▸ WRITTEN TASK
Please count the lines in the items below that contain the word "photographer", matching case exactly, and give only that number.

▸ SUPPLIED DATA
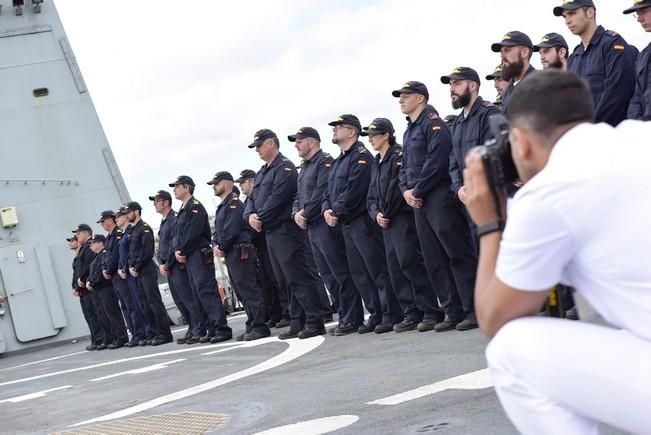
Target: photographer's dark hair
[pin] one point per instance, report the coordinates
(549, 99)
* * *
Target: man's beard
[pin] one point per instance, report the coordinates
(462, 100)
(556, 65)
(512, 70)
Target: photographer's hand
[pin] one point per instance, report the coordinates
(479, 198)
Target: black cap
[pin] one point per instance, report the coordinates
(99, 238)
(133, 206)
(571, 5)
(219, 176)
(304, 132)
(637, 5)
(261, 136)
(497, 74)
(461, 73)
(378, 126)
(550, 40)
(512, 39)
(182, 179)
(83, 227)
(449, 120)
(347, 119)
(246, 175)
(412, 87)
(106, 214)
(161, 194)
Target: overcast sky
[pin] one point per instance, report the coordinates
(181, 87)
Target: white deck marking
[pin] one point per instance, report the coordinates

▸ FINISHED EXERCISE
2